- What is required: An exact copy of every record, with no pictures, please.

Photo-based referring expression data:
————————

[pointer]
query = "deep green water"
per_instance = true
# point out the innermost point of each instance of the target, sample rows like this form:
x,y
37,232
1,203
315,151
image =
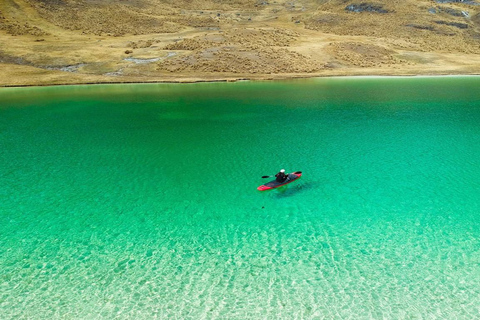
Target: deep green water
x,y
140,201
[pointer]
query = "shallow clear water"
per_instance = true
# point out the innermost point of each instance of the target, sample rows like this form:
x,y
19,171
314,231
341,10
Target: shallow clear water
x,y
140,201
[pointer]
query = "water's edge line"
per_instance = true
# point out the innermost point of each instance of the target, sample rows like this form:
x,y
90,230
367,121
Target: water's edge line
x,y
187,81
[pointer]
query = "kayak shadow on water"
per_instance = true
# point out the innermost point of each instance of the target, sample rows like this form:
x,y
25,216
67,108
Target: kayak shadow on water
x,y
291,190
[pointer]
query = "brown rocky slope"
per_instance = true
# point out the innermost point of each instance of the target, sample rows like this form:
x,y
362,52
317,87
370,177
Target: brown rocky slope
x,y
83,41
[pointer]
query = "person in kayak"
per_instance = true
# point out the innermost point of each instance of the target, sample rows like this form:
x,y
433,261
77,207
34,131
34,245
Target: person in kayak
x,y
281,176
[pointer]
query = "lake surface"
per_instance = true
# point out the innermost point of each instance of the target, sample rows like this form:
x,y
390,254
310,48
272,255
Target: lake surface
x,y
140,201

————————

- Task answer:
[pointer]
query = "deep green water"
per_instance = true
# point out the innermost point of each instance of the target, sample rows like this form:
x,y
37,232
1,203
315,151
image =
Target: deep green water
x,y
140,201
[pointer]
query = "shallow clear water"
per_instance = true
# point out the innermost point of each instance of the target, sample rows like this form:
x,y
19,171
314,231
341,10
Target: shallow clear water
x,y
140,201
[pointer]
query = "water's edge line"
per_instance = true
# point out the innermost point of each instance of the target, sample rows like this form:
x,y
90,230
367,121
Target: water's edge line
x,y
187,81
[pointer]
query = "kayak shadow on water"
per_instance = true
# point out the innermost point of each instance of the target, sample rows like this form:
x,y
25,216
67,108
Target: kayak shadow on water
x,y
291,190
[pointer]
query = "brown rocky slope"
per_instance = true
# point out the innermost point of each instance of the target, sample rows like this form:
x,y
362,52
317,87
370,177
Target: brown rocky slope
x,y
83,41
[pointer]
query = "person in kayak"
per_instance = true
# point out the innermost point of each instance of the target, sample rows like this form:
x,y
433,261
77,207
34,131
34,245
Target: person in kayak
x,y
281,176
[pointer]
query = "lake surface"
per_instance = true
# point out the innermost point of each instance of the target, sample rows like this form:
x,y
390,254
310,48
272,255
Target: lake surface
x,y
140,201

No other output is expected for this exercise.